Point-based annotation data

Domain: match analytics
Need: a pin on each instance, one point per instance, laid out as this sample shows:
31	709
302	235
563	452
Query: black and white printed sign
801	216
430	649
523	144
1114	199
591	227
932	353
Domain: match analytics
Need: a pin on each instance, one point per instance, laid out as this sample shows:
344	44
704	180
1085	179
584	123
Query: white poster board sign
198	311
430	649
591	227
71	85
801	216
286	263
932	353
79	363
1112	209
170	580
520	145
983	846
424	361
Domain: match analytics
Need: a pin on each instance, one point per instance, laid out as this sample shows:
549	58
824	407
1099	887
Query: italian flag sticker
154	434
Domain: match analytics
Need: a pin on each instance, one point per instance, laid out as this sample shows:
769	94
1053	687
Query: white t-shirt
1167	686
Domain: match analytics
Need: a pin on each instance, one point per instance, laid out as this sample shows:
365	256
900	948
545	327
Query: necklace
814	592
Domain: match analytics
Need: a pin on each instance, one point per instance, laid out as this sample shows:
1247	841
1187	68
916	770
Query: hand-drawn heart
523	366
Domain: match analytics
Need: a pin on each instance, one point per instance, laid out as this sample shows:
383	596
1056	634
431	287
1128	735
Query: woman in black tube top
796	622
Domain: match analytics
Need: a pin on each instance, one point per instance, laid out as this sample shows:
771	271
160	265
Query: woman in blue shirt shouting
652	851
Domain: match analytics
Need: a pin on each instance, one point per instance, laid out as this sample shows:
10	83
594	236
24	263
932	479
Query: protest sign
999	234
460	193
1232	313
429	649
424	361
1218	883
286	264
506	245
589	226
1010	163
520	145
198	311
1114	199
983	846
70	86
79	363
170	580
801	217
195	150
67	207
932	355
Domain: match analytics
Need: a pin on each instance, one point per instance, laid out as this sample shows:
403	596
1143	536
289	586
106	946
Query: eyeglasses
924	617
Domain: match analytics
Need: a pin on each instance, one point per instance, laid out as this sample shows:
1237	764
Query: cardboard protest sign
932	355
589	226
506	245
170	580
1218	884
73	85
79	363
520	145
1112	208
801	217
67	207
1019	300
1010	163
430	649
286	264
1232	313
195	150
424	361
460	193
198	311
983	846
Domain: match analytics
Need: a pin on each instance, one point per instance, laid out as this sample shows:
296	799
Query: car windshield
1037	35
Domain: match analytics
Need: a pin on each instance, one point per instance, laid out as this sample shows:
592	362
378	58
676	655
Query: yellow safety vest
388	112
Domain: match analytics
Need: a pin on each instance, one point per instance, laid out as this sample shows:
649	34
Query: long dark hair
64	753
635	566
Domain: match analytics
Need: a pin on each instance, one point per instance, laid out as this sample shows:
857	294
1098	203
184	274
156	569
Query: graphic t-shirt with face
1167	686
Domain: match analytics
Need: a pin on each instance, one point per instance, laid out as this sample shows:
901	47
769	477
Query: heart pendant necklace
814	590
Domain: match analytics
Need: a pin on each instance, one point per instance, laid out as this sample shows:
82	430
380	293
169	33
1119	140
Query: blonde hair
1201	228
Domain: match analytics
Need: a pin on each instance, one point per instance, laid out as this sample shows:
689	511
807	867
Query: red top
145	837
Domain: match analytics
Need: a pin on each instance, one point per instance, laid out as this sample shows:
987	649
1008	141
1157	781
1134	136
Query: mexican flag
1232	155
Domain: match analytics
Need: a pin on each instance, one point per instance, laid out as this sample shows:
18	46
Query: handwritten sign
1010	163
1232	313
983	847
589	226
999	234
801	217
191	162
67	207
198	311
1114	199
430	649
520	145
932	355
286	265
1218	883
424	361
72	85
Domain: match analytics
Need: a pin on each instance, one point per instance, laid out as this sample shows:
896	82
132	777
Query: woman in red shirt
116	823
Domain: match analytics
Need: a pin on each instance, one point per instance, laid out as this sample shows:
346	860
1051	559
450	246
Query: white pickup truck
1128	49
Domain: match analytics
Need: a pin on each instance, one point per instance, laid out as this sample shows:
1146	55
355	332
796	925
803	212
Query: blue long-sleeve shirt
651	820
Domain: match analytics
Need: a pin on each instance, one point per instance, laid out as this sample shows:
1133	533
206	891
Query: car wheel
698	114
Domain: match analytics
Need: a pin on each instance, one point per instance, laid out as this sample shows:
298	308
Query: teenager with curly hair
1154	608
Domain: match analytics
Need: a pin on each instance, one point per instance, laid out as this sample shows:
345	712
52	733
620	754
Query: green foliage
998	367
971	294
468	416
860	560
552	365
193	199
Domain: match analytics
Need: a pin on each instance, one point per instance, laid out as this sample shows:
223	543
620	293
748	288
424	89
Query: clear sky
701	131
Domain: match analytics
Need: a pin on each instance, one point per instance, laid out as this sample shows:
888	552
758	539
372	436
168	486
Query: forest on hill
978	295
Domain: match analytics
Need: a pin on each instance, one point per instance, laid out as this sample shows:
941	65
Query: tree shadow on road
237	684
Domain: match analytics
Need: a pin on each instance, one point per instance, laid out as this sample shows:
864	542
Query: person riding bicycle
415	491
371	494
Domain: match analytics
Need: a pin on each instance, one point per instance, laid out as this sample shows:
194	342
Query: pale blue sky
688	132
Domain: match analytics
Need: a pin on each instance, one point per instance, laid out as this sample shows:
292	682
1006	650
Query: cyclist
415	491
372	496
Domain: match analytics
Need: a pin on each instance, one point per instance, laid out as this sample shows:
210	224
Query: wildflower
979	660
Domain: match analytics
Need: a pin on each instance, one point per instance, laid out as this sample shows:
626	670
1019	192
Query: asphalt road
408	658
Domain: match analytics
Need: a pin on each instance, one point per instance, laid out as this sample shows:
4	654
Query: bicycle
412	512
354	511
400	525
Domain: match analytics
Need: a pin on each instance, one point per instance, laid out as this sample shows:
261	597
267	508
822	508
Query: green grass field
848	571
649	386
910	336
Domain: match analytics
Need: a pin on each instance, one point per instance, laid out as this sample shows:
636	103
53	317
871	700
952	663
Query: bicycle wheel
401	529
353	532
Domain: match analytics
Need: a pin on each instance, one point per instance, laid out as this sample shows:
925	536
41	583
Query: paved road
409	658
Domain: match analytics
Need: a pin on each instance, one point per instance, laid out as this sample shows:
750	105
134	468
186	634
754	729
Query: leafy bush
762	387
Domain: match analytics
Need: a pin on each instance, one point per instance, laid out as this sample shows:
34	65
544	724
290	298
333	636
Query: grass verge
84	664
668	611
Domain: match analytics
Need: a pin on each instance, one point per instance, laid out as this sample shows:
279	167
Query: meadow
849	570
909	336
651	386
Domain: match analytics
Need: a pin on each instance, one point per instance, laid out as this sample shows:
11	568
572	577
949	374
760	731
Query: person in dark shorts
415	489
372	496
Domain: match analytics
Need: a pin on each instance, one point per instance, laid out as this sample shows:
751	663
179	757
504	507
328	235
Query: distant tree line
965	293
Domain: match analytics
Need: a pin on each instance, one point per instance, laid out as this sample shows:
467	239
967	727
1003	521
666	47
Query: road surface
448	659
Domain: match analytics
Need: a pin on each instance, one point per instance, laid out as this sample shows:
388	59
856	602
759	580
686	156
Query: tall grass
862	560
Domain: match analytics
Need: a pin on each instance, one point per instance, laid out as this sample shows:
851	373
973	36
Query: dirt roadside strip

> **Direction**:
Your task is to extract all of the records exactly.

> **In response**:
Domain: match analytics
Need: a pin on each instance, one point per instance, laid out as this sample shows:
31	709
302	235
563	452
Query: black and white printed sign
801	216
430	649
523	144
1114	199
591	227
932	353
Domain: match analytics
Need: a pin on each instance, one point per instance, laid out as this sample shows:
344	44
704	180
1085	179
584	123
Query: white poster board sign
198	311
430	649
591	227
71	85
801	216
286	263
932	353
79	363
1112	209
170	580
520	145
983	846
424	361
Domain: match analytics
Need: a pin on each instance, one point per instance, laid out as this sample shows:
549	58
824	407
1099	887
Query: italian flag sticker
154	434
Domain: match analytics
Need: a pin on each instance, one point per instance, laid out as this sample shows:
769	94
1053	687
Query: white t-shirt
1167	686
Domain: match analytics
Need: a pin on each instance, one point per instance, laid out as this sample shows:
365	256
900	948
545	327
Query: necklace
814	592
Domain: match analytics
Need: a pin on each instance, one point per instance, laid out as this sample shows:
1247	841
1187	68
916	770
Query: hand-drawn heart
523	366
Domain: match analytics
Need: a pin on each instance, one point per instance, laid out as this sample shows:
383	596
1056	634
431	287
1128	735
Query: woman in black tube top
796	622
Domain: match analytics
Need: a pin on each instance, one point per instance, laid out as this sample shows:
771	271
160	265
Query: woman in blue shirt shouting
652	851
Domain: match analytics
Need: a pin on each instance, one point per instance, laid out as this sample shows:
10	83
594	236
24	263
932	479
Query: protest sign
999	234
460	193
1232	313
429	649
424	361
1218	883
286	264
506	245
589	226
1010	163
520	145
198	311
1114	199
983	846
70	86
79	363
170	580
801	217
195	150
67	207
932	355
Domain: match analytics
Need: a pin on each instance, one point per instance, laid out as this sample shows:
403	596
1143	536
289	586
106	946
Query: eyeglasses
924	617
Domain: match analytics
Need: a pin on each instance, one point per instance, laid out as this sample shows:
1237	764
Query: cardboard protest sign
932	355
589	226
506	245
170	580
1218	884
73	85
79	363
520	145
1112	208
801	217
67	207
1019	300
1010	163
430	649
286	264
1232	313
195	150
424	361
460	193
198	311
983	846
Domain: match analytics
Need: a pin on each instance, one point per instance, laid out as this sample shows:
296	799
Query: car windshield
1037	35
Domain: match analytics
Need: a pin on each instance, one point per instance, laid out as this sample shows:
592	362
378	58
676	655
Query: yellow safety vest
388	112
Domain: match analytics
Need: a pin on each instance, one point per instance, laid out as this sample shows:
649	34
Query: long dark hair
64	753
635	566
Domain: match analytics
Need: a pin on each instance, one point per instance, laid out as this sample shows:
857	294
1098	203
184	274
156	569
Query: graphic t-shirt with face
1167	686
Domain: match analytics
Need: a pin on each instance, one point per instance, laid out as this sample shows:
901	47
769	477
Query: heart pendant necklace
814	590
Domain: match analytics
Need: a pin on each instance, one point per instance, laid out as this sample shows:
82	430
380	293
169	33
1119	140
Query: blonde hair
1201	228
Domain: match analytics
Need: a pin on each instance, one point per instance, laid out as this sample shows:
689	511
807	867
Query: red top
145	837
Domain: match analytics
Need: a pin on each instance, one point per instance, laid out as this sample shows:
987	649
1008	141
1157	781
1134	136
Query: mexican flag
1232	155
Domain: match analytics
Need: a pin on each instance, one point per instance, laid out as this sample shows:
18	46
Query: handwritten sign
1010	163
1232	313
983	847
589	226
999	234
801	217
191	162
67	207
198	311
1114	199
430	649
520	145
932	355
286	265
1218	883
424	361
72	85
Domain: match analytics
Need: a pin on each instance, one point per instance, laid out as this sample shows:
896	82
132	777
Query: woman in red shirt
116	823
Domain: match analytics
Need: a pin on each instance, one point per instance, laid out as this sample shows:
346	860
1051	559
450	246
Query: white pickup truck
1128	49
Domain: match analytics
Need: a pin on each instance, one point per instance, laid out as this sample shows:
1146	55
355	332
796	925
803	212
Query: blue long-sleeve shirt
651	820
Domain: match analytics
Need: a pin on each instance, one point per instance, laid out as this sample shows:
1133	533
206	891
Query: car wheel
698	114
Domain: match analytics
Need: a pin on each instance, one point per instance, laid out as this sample shows:
298	308
Query: teenager with curly hair
1154	608
Domain: match analytics
Need: a pin on each instance, one point per instance, laid out as this sample shows:
345	712
52	733
620	754
Query: green foliage
998	367
971	294
468	416
860	560
552	365
193	199
Domain: match analytics
Need: a pin on each instance, one point per instance, laid out as this sample shows:
223	543
620	293
748	288
424	89
Query: clear sky
701	131
Domain: match analytics
Need: a pin on each instance, one point per instance, laid out as this sample shows:
888	552
758	539
372	436
168	486
Query: forest on hill
978	295
Domain: match analytics
Need: a pin on each instance, one point per instance, laid out as this sample shows:
941	65
Query: tree shadow on road
237	684
Domain: match analytics
Need: a pin on each instance, one point per instance, laid out as this sample shows:
864	542
Query: person riding bicycle
415	491
371	494
Domain: match analytics
Need: a pin on each instance, one point per instance, laid out as this sample shows:
194	342
Query: pale blue sky
688	132
Domain: match analytics
Need: a pin on each instance, one point per instance, laid out as this sample shows:
292	682
1006	650
Query: cyclist
415	491
372	496
Domain: match analytics
Need: a pin on each instance, one point per instance, laid out as this sample shows:
210	224
Query: wildflower
979	660
Domain: match analytics
Need: a pin on each instance, one point per instance, laid out as this sample shows:
626	670
1019	192
Query: asphalt road
408	658
Domain: match analytics
Need: a pin on each instance, one point per instance, laid out as this sample shows:
4	654
Query: bicycle
412	512
354	511
400	525
Domain: match analytics
Need: a pin on each instance, one point per instance, laid out as this sample shows:
261	597
267	508
822	508
Query: green grass field
848	571
649	386
910	336
Domain: match analytics
Need: a pin on each instance, one point per instance, laid out as this sample shows:
636	103
53	317
871	700
952	663
Query: bicycle wheel
401	529
353	532
Domain: match analytics
Need: a pin on each instance, one point per instance, laid out as this sample shows:
925	536
41	583
Query: paved road
409	658
Domain: match analytics
Need: a pin on each instance, one point per instance, laid out as this sample shows:
750	105
134	468
186	634
754	729
Query: leafy bush
762	387
Domain: match analytics
Need: a pin on each instance, one point per instance, laid out as this sample shows:
34	65
544	724
290	298
333	636
Query: grass verge
84	664
668	611
Domain: match analytics
Need: a pin on each instance, one point per instance, laid out as this sample shows:
279	167
Query: meadow
849	570
909	336
651	386
Domain: match analytics
Need: a pin on each instance, one point per instance, laid out as this sample shows:
11	568
572	577
949	374
760	731
Query: person in dark shorts
415	489
372	496
Domain: match analytics
Need: a pin on each instance, one point per instance, laid out as this sample shows:
751	663
179	757
504	507
328	235
Query: distant tree line
965	293
Domain: match analytics
Need: a pin on each instance, one point per instance, laid out as this sample shows:
467	239
967	727
1003	521
666	47
Query: road surface
448	659
Domain: match analytics
Need: a pin on each instance, one point per instance, laid out as this sample shows:
388	59
856	602
759	580
686	156
Query: tall grass
862	560
Domain: match analytics
Need: a pin on each instance, one point per instance, laid out as this sample shows:
851	373
973	36
Query: dirt roadside strip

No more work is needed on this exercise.